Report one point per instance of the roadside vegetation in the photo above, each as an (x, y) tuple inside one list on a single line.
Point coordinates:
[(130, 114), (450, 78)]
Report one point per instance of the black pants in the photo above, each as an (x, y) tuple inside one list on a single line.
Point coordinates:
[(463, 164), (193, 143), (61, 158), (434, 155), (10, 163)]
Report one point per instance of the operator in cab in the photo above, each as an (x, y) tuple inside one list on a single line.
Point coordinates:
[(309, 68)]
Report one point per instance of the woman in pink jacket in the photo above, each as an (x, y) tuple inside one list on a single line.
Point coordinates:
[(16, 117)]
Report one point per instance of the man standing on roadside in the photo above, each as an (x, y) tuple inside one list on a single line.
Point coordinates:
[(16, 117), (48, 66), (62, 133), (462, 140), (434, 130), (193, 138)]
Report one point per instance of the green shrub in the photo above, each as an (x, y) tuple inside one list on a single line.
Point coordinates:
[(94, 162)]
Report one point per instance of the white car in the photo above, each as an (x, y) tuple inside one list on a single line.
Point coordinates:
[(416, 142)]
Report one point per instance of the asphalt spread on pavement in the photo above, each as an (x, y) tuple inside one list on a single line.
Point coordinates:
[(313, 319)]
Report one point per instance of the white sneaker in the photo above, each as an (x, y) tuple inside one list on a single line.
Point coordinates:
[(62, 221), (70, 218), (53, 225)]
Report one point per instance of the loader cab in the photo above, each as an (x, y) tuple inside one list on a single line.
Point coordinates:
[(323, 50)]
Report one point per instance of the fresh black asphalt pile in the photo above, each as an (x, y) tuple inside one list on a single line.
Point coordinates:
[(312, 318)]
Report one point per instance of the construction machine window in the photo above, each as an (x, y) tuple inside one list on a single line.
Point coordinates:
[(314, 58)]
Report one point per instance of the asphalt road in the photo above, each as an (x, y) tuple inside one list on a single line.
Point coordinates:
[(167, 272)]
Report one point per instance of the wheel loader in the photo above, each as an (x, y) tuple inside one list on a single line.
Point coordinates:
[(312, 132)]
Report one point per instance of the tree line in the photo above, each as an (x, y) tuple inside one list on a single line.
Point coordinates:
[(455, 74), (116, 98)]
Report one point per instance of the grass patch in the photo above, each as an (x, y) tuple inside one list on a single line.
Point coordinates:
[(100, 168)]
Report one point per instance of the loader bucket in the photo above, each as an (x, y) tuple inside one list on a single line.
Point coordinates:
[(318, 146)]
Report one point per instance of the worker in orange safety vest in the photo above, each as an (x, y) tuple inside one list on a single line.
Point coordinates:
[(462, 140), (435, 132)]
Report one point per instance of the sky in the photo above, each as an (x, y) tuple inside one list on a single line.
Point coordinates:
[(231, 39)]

Instruction:
Please render every line of the entries above as a Markdown table with two columns, Row and Line, numbering the rows in order and leaving out any blank lines.

Answer below:
| Row | Line |
|---|---|
| 1 | Report one point per instance of the roadside vegetation in the photo above, each as an (x, y) tuple inside one list on a single line. |
| 2 | Point coordinates: |
| 3 | [(130, 114), (450, 78)] |
| 4 | Report one point per instance of the black pants in the photo above, each as an (x, y) tuple inside one list on a single line. |
| 5 | Point coordinates: |
| 6 | [(463, 164), (193, 143), (61, 158), (434, 155), (10, 163)] |
| 7 | Report one point per instance of the operator in cab in the photo above, each as an (x, y) tuple inside one list on a single line. |
| 8 | Point coordinates: |
| 9 | [(309, 68)] |
| 10 | Report one point per instance of the woman in pink jacket in the photo above, each as an (x, y) tuple inside one list on a single line. |
| 11 | Point coordinates: |
| 12 | [(16, 117)] |
| 13 | Report one point per instance of the man standing on roadside in the photo above, each as an (x, y) tuple inside one list on a single line. |
| 14 | Point coordinates: |
| 15 | [(16, 117), (48, 66), (62, 133), (462, 140), (434, 130), (193, 138)] |
| 16 | Report one point per instance of the green shrub in the photo above, each as an (x, y) tuple inside one list on a single line. |
| 17 | Point coordinates: |
| 18 | [(94, 162)] |
| 19 | Report one point per instance of the white car in the photo above, each as an (x, y) tuple inside one list on a single line. |
| 20 | Point coordinates: |
| 21 | [(416, 142)] |
| 22 | Report one point per instance of the asphalt spread on pavement in the photo above, each as an (x, y) tuple inside one list on a single line. |
| 23 | Point coordinates: |
| 24 | [(313, 319)] |
| 25 | Report one point per instance of the white sneaker in the photo above, each as an (x, y) tuple inside one list on a single line. |
| 26 | Point coordinates: |
| 27 | [(62, 221), (70, 218), (53, 225)] |
| 28 | Report one point per instance of the loader cab in the photo above, each as an (x, y) tuple inside one list on a single line. |
| 29 | Point coordinates: |
| 30 | [(323, 50)] |
| 31 | Report one point per instance of the fresh black asphalt pile in the photo above, each as an (x, y) tuple inside one list on a single line. |
| 32 | Point coordinates: |
| 33 | [(312, 318)] |
| 34 | Report one point per instance of the construction machine window in the photo above, each as an (x, y) tuple inside one list on a single line. |
| 35 | Point coordinates: |
| 36 | [(314, 58)] |
| 37 | Report one point per instance of the asphalt road in the photo above, each as an (x, y) tuple inside one list on a single line. |
| 38 | Point coordinates: |
| 39 | [(167, 272)] |
| 40 | Report one point per instance of the wheel loader in the photo above, each as an (x, y) tuple inside one list on a single line. |
| 41 | Point coordinates: |
| 42 | [(312, 132)] |
| 43 | Report one point per instance of the tree line in the photo above, each as an (x, y) tuple inside one list on a single line. |
| 44 | Point coordinates: |
| 45 | [(455, 74), (116, 98)] |
| 46 | Report one point per instance of the grass patch in the photo above, each as an (x, y) tuple inside one list on a single line. |
| 47 | Point coordinates: |
| 48 | [(100, 168)] |
| 49 | Report one point per instance of the loader bucket in the photo above, each as an (x, y) tuple inside one list on a single line. |
| 50 | Point coordinates: |
| 51 | [(318, 146)] |
| 52 | Report one point per instance of the worker in orange safety vest in the photo above, each as an (x, y) tuple inside one list on a single line. |
| 53 | Point coordinates: |
| 54 | [(462, 140), (435, 132)] |
| 55 | Report one point per instance of the sky in the photo above, each as an (x, y) tuple inside one list on a single line. |
| 56 | Point coordinates: |
| 57 | [(231, 39)] |